Goal 1: In the passage on sway bars and weight transfer, what is the left side total when force F is applied to the baseline setup?
Goal 2: Revise the sway bar passage from "I contend we haven't" to "the rear axle.", inclusive, putting "tilted less" in place of "leaned less".
Goal 3: Write what comes next in the passage on sway bars and weight transfer, picking up after its last sentence.

Passage provided:
Let's say at rest this car looks like this on the scales:
{At rest baseline}
LF 500# RF 500#
LR 500# RR 500#
Left side total: 1000#
Right side total: 1000#
Front total: 1000#
Rear total: 1000#


Now let's say we did something to simulate a cornering situation - maybe we attach a cord to the CG, and pull directly horizontal with some force F. Our tires stay stuck to the scales, but that force rolls the car just as it would in a corner, and based on this car's setup, now our scales read:
{Cornering force F baseline}
LF 750# RF 250#
LR 750# RR 250#
Left side total: 1500#
Right side total: 500#
Front total: 1000#
Rear total: 1000#

Now, we do something to stiffen the front swaybar some amount. But we did so without adding weight or changing anything else about the car. At rest, it still looks the same:
{At rest stiffer front bar}
LF 500# RF 500#
LR 500# RR 500#
Left side total: 1000#
Right side total: 1000#
Front total: 1000#
Rear total: 1000#

The difference, is now what happens when we apply the exact same lateral force F, now that we have increased the front roll stiffness?

I contend we will see something like this:
{Cornering force F stiffer front bar}
LF 750+X# RF 250-X#
LR 750-X# RR 250+X#
Left side total: 1500#
Right side total: 500#
Front total: 1000#
Rear total: 1000#

I contend we haven't changed the total resulting total load on either the left side or right side tires from baseline, even though the car might visually be leaned less now in response to the same lateral force F (e.g. we haven't reduced the total amount of weight transfer). Whatever additional weight transfer X occurred on the front axle, will be the amount of reduced weight transfer we see on the rear axle.

When I read "Stiffer bars reduce roll angle, engaging the inside tires more." What I hear is one of the classic misconceptions in vehicle handling (which seems out of place amongst your otherwise correct information) - that quantity of roll is directly related to quantity of weight transfer, and the more roll, the more weight transfer independent of lateral acceleration. A corollary misconception is that which says the car that squats more, has more rearward weight transfer. I think the basis of this misconception is that when you see two cars with identical setups, and one is rolling more, then there is more weight transfer - but only because that car is cornering harder (more torque about the CG).

Material shown:

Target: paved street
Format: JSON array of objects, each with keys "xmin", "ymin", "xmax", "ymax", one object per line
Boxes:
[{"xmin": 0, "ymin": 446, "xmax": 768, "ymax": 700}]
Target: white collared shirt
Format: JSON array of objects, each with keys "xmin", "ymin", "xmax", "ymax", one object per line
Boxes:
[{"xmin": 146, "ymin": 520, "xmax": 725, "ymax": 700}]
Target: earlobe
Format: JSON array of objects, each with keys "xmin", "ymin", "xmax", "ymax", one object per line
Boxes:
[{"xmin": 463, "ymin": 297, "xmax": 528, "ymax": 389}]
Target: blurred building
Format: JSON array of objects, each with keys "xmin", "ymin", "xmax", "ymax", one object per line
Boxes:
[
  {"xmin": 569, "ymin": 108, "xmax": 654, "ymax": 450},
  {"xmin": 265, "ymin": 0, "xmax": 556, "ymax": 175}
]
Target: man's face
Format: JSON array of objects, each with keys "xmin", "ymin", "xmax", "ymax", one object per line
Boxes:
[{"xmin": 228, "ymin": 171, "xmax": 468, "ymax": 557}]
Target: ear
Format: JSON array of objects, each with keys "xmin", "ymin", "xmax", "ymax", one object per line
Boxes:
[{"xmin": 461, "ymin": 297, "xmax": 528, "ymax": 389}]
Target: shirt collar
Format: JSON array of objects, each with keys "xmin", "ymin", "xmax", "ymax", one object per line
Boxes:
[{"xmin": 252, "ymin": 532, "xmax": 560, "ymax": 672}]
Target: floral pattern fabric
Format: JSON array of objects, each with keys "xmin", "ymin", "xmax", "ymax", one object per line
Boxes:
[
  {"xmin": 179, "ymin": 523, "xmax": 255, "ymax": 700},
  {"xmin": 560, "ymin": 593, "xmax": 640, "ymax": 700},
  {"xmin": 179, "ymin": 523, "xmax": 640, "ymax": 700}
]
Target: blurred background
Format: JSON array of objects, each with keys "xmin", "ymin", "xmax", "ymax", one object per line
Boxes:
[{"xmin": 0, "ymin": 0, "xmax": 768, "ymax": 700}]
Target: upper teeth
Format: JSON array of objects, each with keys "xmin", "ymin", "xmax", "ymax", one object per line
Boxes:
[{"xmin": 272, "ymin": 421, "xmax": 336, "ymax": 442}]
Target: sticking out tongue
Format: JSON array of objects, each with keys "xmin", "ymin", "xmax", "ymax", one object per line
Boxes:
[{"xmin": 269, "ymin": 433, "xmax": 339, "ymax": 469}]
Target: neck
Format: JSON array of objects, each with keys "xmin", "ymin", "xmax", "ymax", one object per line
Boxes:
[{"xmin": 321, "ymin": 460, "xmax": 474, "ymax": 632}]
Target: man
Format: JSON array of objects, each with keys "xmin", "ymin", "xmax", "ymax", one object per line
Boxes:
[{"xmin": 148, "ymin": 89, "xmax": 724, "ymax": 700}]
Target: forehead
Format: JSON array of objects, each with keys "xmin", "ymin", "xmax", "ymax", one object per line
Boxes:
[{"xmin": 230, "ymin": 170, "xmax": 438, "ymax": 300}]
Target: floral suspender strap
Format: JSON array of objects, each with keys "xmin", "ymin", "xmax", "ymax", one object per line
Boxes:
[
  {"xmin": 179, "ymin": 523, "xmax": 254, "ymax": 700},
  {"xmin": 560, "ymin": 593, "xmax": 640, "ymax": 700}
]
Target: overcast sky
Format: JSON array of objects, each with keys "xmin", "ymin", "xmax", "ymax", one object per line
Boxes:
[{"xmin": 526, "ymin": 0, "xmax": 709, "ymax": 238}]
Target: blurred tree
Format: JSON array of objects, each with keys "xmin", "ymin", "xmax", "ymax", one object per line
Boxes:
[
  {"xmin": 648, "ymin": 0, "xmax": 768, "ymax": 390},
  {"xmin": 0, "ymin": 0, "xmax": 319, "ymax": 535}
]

Written reply 1: 1500#

Written reply 2:
I contend we haven't changed the total resulting total load on either the left side or right side tires from baseline, even though the car might visually be tilted less now in response to the same lateral force F (e.g. we haven't reduced the total amount of weight transfer). Whatever additional weight transfer X occurred on the front axle, will be the amount of reduced weight transfer we see on the rear axle.

Written reply 3:
If stiffening the front bar resulted in more weight on the inside wheels at the same lateral force F, where is that load coming from? Since our car can't magically gain weight, it has to come from reduced load on the outside tires. This all means a reduction in front-view torque about the CG, and there is no other force available to counteract the torque presented by the cord tugging at the CG. It doesn't add up.

What does make sense is "Stiffer bars reduce roll angle, engaging the inside tire on the other axle more (but not the "inside tires" as a whole)" - if you can live with that interpretation, then maybe we can find some agreement. :)

Ron Sutton
07-02-2013, 08:35 PM
I don’t really like to discuss the new tuning concepts I've learned in the last decade or two, where it conflicts with established engineering principals, because I find it hard to properly explain. But I wouldn’t want anyone to dismiss what we’ve been talking about here, because they think I’ve lost my mind.
Just so you know … I’m not saying I haven’t lost my mind. It happens often … but fortunately for me … I keep finding it again. :jump:

On my regional 9-car race team we had 3 Engineers … and an impressive data acquisition program in-house, including our own satellite based DAQ system … when combined, were critical to our race team’s progress & winning successes (we won 45 races the last 3 years … 2009-2012). The engineers did everything from analyze data on race cars, measure chassis flex, g-forces, tire temps, track friction & slip angles to engineer cutting edge suspensions, aerodynamic aids & torsionally stronger, lighter chassis.

In my profession, we have to be careful not to take 100.00% of engineering training as gospel. It was, after all, developed by human beings based on their understanding of how things work … at the time they developed the principal … with the technology of the day. We occasionally … VERY RARELY … but occasionally run get results that conflicts with what was written by engineers.

This discussion of ARB loading tires is one of those areas.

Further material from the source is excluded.